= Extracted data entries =

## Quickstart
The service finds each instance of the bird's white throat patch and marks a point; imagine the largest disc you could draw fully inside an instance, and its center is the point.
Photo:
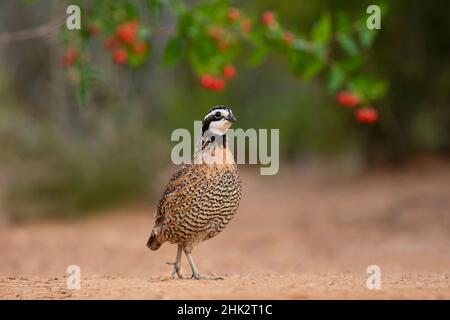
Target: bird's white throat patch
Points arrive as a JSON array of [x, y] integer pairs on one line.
[[219, 127]]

= TASK TO CARRY OUT =
Format the lines of the rows above as a numbered list, omitting blank lines and leaving out the pictures.

= SOLUTION =
1. ## Quickstart
2. The service finds each instance of the bird's white throat patch and marks a point; imagine the largest disc you could draw fully inside an instance, and its center is the point.
3. Photo:
4. Target: bird's white throat patch
5. Points arrive as a JSON array of [x, y] integer pairs on one line.
6. [[219, 127]]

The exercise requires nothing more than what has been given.